Exercise directions: Copy only the entries from the line that contains "Task: set a point on the person" through the final line of the entries, requests included. Shift every x and y coordinate in the answers by adding 39 to it.

-.-.-

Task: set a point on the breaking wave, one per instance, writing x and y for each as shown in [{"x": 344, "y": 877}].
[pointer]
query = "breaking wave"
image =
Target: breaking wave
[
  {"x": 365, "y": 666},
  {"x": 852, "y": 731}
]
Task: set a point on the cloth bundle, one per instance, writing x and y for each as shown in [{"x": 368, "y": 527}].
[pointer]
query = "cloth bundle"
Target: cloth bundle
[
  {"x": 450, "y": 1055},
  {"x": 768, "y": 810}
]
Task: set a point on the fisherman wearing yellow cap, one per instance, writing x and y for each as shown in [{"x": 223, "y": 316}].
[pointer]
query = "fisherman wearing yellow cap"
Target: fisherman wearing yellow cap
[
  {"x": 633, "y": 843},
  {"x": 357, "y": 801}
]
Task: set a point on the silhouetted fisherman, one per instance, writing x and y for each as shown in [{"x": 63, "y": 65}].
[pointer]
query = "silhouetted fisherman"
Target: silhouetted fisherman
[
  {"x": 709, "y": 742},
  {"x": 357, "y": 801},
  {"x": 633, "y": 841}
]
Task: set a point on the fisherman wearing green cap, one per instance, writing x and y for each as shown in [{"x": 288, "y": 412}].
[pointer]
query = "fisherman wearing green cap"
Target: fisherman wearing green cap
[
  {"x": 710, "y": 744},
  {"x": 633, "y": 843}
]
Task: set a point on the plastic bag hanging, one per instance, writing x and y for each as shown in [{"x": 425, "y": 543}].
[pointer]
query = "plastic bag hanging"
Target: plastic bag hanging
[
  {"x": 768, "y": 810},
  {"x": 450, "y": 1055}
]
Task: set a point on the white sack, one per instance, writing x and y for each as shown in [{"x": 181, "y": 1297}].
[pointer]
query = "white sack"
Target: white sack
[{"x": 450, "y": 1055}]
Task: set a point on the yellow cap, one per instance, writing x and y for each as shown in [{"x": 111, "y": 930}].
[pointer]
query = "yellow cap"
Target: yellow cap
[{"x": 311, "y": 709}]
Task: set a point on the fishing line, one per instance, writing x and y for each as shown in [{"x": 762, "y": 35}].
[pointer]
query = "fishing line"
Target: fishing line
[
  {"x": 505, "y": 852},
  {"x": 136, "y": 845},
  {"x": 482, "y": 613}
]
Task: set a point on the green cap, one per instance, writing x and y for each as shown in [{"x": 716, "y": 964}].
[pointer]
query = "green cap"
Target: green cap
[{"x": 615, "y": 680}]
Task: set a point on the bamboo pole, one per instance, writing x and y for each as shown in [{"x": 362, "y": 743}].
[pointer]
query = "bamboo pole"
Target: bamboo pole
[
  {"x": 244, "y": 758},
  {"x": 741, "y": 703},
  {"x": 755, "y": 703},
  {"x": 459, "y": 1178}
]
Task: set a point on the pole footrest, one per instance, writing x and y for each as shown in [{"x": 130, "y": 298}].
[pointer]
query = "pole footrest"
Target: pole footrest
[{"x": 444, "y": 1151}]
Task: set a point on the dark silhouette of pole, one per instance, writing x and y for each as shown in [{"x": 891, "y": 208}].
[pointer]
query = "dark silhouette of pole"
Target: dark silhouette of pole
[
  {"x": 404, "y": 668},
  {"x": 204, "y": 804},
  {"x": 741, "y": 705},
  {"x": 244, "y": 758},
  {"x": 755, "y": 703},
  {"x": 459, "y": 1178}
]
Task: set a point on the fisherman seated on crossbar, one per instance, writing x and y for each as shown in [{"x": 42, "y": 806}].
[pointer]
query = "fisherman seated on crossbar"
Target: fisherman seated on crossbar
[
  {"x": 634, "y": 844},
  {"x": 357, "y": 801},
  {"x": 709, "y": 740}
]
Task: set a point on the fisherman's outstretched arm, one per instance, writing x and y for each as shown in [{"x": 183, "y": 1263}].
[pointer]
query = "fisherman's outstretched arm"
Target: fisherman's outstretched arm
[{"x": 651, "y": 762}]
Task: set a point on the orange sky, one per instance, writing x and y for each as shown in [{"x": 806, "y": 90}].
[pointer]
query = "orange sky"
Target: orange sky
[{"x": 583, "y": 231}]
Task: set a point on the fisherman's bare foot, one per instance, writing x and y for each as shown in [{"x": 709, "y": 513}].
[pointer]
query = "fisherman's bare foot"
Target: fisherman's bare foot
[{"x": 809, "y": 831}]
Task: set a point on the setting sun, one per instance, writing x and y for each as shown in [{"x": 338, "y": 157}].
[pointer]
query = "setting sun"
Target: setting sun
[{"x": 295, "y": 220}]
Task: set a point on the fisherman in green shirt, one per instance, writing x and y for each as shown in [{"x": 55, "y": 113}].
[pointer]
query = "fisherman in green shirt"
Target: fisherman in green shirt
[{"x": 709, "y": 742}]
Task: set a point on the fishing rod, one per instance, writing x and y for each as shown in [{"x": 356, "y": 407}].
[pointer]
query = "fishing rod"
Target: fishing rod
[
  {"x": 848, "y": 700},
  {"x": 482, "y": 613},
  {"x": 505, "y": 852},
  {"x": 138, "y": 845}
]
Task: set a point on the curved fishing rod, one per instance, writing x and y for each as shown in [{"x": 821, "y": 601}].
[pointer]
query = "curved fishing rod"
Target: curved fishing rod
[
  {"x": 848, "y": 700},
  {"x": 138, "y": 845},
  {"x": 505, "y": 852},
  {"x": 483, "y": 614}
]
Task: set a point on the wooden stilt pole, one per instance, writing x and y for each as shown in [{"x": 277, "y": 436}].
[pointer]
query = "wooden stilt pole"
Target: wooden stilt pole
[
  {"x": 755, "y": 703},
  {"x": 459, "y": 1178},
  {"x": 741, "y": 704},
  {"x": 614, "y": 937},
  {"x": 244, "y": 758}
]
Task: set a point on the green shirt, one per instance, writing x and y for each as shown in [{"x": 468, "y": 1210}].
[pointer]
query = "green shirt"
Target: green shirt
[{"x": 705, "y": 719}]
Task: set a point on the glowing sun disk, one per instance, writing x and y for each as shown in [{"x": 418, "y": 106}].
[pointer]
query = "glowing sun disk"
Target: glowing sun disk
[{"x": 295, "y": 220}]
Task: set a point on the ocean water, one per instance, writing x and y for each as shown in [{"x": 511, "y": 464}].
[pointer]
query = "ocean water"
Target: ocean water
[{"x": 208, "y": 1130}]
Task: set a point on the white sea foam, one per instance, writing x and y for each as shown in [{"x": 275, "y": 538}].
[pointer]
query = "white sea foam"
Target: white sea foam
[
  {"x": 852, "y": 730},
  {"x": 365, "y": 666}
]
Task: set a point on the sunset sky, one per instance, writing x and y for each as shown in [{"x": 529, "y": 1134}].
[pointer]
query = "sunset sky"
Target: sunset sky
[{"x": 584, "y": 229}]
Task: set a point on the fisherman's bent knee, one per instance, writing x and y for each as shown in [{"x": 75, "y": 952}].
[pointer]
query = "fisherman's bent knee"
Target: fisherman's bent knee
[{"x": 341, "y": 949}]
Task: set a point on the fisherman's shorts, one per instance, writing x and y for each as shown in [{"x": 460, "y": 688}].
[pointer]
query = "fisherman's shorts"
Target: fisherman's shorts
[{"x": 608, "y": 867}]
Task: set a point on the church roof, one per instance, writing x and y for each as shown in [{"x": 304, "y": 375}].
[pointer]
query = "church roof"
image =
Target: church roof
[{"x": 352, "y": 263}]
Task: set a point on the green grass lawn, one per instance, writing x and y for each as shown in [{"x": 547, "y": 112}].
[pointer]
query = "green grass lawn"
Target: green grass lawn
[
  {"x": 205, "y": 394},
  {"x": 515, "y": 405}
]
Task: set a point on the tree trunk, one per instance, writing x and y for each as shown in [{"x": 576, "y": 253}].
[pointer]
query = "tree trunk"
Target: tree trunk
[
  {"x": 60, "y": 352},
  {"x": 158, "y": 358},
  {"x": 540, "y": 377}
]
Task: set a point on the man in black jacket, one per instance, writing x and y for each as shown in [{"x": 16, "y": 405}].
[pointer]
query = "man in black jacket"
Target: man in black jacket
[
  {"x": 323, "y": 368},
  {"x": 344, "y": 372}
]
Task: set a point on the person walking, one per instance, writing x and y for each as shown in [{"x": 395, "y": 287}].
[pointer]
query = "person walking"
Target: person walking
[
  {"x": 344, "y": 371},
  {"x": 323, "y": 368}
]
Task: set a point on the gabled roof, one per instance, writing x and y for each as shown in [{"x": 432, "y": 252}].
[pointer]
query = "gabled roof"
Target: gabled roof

-.-.-

Answer to this task:
Task: set a point on the person walking, one per instance, writing x and y for each as shown in [{"x": 395, "y": 287}].
[pointer]
query = "person walking"
Target: person walking
[
  {"x": 383, "y": 410},
  {"x": 362, "y": 407}
]
Task: set a point on the gabled roof, one per instance, writing x and y for each as shown in [{"x": 432, "y": 252}].
[pointer]
query = "gabled roof"
Target: gabled roof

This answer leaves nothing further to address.